* TASK ITEM
Restate verbatim the span of lines below between the line with "Mark one point per instance of the bird's leg." and the line with "Mark one point per instance of the gray", including those two lines, and only that span.

* EXERCISE INPUTS

_ _ _ _

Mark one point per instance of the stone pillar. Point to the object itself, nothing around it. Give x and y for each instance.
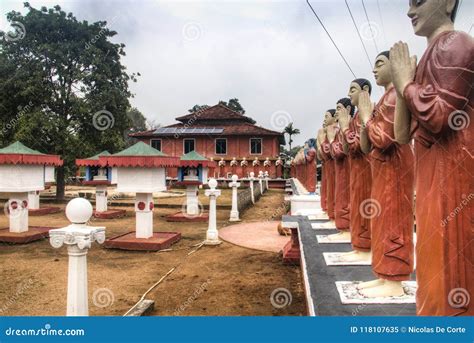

_ _ _ _

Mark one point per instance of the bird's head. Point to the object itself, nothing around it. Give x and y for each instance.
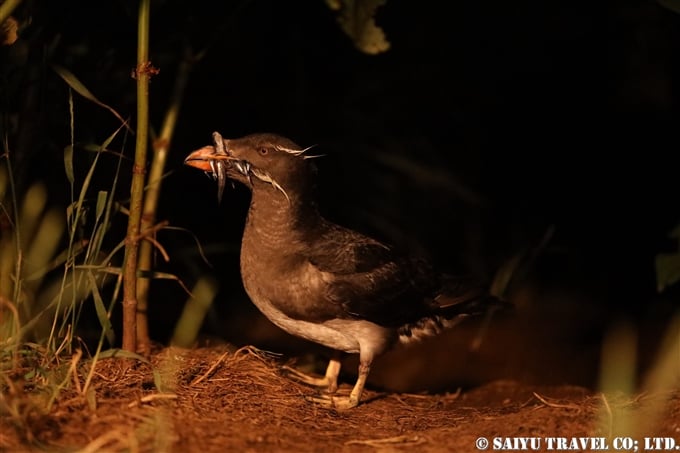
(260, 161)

_ _ _ _

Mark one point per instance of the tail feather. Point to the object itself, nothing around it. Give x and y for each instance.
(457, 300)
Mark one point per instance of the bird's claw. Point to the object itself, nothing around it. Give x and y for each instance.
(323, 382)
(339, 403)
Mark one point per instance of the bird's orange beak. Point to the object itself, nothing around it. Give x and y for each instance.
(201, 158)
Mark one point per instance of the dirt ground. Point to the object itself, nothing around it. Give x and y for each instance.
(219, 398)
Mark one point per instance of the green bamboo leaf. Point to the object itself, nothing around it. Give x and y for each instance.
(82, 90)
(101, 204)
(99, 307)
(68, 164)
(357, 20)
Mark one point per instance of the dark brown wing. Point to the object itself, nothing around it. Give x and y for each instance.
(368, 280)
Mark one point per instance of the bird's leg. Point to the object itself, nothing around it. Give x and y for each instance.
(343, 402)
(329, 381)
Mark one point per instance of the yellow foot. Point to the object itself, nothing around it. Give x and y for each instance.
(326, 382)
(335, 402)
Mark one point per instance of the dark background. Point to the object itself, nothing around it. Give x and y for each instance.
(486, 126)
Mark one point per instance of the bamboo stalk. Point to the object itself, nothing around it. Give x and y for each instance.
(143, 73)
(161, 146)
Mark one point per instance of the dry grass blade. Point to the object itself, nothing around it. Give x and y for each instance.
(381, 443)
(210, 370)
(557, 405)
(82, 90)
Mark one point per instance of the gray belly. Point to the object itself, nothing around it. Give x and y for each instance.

_ _ _ _

* WRITTEN RESPONSE
Mark one point per instance of the bird's leg. Point to the object itself, nothing around it. Give x and y for each instance.
(343, 402)
(329, 381)
Mark one point per instance of the yellow foot. Point to the object itself, nothing around it. Give x and y for each instance.
(326, 382)
(335, 402)
Mark one point per instance of the dark background. Point to the object itself, nothing around it. Give x and y for each instance.
(486, 126)
Mark one point per instance of the bamboo stalk. Point to the object itself, nothing around it. Give x and y for each instance.
(143, 73)
(161, 146)
Mark one point per instance of the dry grass blade. Point to the object itself, nothing around it. Give x and y for each instance.
(381, 443)
(210, 370)
(557, 405)
(82, 90)
Mark one point per instance of the gray belly. Point to the object itself, nothing around it. Give x and y for each instance.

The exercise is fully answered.